■ **Exercise description**: Write out the full listing again, exactly as it stands.

■ **Source records**:
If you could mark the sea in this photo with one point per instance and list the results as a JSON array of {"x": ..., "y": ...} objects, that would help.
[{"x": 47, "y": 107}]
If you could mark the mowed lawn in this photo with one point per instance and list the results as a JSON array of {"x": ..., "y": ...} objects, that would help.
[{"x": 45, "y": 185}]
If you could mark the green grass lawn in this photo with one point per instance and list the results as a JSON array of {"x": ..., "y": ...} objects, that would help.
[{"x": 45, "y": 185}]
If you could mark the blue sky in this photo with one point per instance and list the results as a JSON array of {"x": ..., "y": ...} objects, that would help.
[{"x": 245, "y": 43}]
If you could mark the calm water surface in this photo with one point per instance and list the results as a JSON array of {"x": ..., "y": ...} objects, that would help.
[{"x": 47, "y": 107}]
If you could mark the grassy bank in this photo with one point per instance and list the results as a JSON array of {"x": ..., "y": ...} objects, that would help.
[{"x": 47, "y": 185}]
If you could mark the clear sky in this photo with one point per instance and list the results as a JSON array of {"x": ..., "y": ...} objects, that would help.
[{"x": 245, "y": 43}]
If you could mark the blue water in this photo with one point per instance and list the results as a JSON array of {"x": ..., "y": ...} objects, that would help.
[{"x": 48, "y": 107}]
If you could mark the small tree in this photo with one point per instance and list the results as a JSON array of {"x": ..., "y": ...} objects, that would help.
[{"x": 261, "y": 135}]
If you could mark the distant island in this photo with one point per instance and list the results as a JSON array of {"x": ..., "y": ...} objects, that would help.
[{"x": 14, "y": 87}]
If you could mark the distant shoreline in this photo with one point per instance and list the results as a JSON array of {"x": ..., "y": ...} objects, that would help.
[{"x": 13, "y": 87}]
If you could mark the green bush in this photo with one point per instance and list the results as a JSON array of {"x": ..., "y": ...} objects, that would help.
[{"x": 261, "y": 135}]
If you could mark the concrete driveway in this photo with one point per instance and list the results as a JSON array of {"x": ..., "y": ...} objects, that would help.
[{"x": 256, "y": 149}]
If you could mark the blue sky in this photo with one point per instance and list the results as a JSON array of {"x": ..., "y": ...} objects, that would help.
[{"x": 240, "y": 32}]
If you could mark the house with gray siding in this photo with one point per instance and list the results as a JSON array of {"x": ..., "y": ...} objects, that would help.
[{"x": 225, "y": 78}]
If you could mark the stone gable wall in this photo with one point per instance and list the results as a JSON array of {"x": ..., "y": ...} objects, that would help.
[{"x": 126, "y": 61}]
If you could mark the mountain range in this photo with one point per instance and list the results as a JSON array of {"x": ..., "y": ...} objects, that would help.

■ **Problem solution**:
If you could mark the sea in this photo with one point per instance and list the results as a JSON array of {"x": ..., "y": ...} objects, that would help.
[{"x": 47, "y": 107}]
If you could mark the mowed lawn in this photo with one point per instance and list the results as a JSON array of {"x": ..., "y": ...} objects, that would help.
[{"x": 45, "y": 185}]
If you could mark the green grass lawn in this photo with one point per instance and list the results as a JSON array of {"x": ..., "y": ...} objects, that would help.
[{"x": 45, "y": 185}]
If you could mark the blue sky in this photo with one point per instance and list the results as a JSON array of {"x": ..., "y": ...} objects, that would help.
[{"x": 245, "y": 43}]
If you could mark the calm water surface in this photo with one point per instance and list the results as a JSON array of {"x": ..., "y": ...} objects, that would help.
[{"x": 47, "y": 107}]
If you could mark the grassy bank in this photo with one point per instance and list the results as a JSON array of {"x": ..., "y": ...} objects, that would help.
[{"x": 47, "y": 185}]
If you could mark the clear sky in this photo with one point per instance and list the results as a JSON array of {"x": ..., "y": ...} objects, that would help.
[{"x": 245, "y": 43}]
If you could mark the blue water in this photo with one point per instance and list the results as a JSON array of {"x": ..., "y": ...} objects, that would help.
[{"x": 48, "y": 107}]
If you could mark the small tree in this photo with one point per instance and list the results as a JSON array of {"x": ..., "y": ...} objects, that would help.
[{"x": 261, "y": 135}]
If you could mark the distant island in this photo with one point per instance and list the results as a JSON array of {"x": ..., "y": ...} objects, that would help.
[{"x": 14, "y": 87}]
If you could mark the distant shoreline in this photo with one point per instance and list the results as a JSON array of {"x": ..., "y": ...} objects, that would help.
[{"x": 13, "y": 87}]
If you could mark the green bush in this photo with one point per instance and list the results as a JSON array of {"x": ..., "y": ...} objects, that would help.
[{"x": 261, "y": 135}]
If you could mark the concrete driveway in this photo with one point per instance and list the results as a JSON array of {"x": ..., "y": ...} objects, that would help.
[{"x": 256, "y": 149}]
If you could mark the blue sky in this photo with one point per instance and list the results as a JSON array of {"x": ..., "y": ...} objects, that would help.
[{"x": 240, "y": 32}]
If you could mark the house with gray siding in this photo with one point per instance and list the results as a JSON array of {"x": ..., "y": ...} objects, that would help.
[{"x": 225, "y": 78}]
If you could mark the stone gable wall in this photo with one point per instance and list the results as a JSON array of {"x": ..., "y": ...} objects, that would help.
[{"x": 126, "y": 61}]
If you could mark the mountain range in this photo with one point per instance and list the results as a JSON array of {"x": ..., "y": ...} objects, that would help.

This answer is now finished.